Select every line of the records below that contains the word "dark", matching case exactly.

**Data records**:
[START]

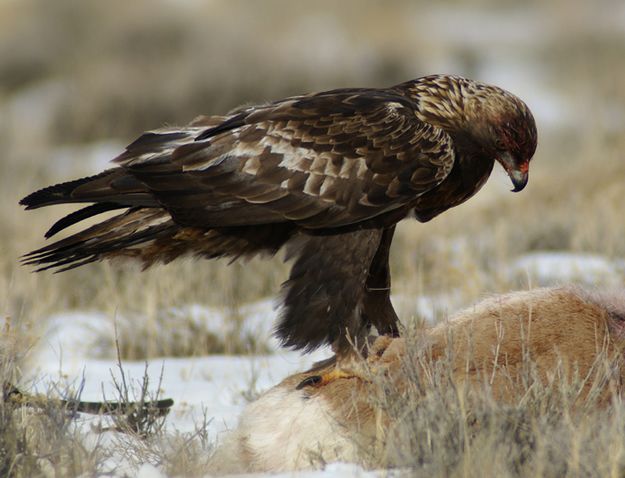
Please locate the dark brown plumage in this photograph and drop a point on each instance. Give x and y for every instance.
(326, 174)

[END]
[START]

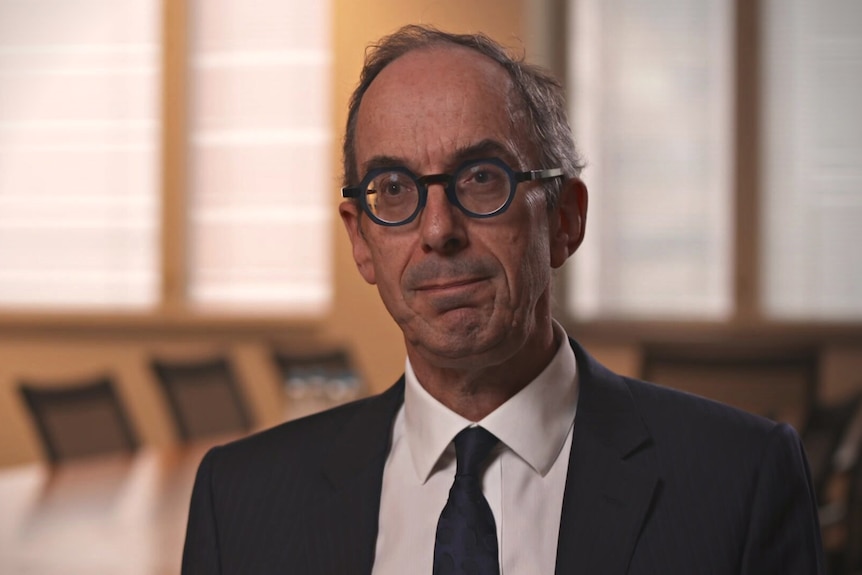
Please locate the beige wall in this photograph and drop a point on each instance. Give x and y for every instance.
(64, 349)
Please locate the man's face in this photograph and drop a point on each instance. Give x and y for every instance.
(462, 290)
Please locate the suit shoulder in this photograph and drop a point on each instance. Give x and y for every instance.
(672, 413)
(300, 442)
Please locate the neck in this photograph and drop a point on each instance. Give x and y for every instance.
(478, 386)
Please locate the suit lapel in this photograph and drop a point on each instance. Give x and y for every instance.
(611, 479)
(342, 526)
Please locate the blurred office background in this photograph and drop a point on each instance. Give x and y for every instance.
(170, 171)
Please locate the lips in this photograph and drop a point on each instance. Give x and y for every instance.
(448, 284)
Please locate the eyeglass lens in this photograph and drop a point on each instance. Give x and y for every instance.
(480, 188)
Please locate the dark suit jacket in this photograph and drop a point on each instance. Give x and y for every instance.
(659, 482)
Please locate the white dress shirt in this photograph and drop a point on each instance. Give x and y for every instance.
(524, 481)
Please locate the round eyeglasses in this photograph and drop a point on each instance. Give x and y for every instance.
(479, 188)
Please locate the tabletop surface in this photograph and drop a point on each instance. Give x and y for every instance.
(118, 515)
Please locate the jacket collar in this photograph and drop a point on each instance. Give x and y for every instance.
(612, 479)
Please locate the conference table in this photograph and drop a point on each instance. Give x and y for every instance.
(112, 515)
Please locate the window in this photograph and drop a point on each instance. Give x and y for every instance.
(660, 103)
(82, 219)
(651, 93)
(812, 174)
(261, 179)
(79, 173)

[END]

**Task answer**:
Please locate the dark brown plumage in this photograph and drop a point on each instance. Give x and y for every instance.
Please locate the dark suit jacket in this photograph and drop a point on each instance. Give x and y for every instance.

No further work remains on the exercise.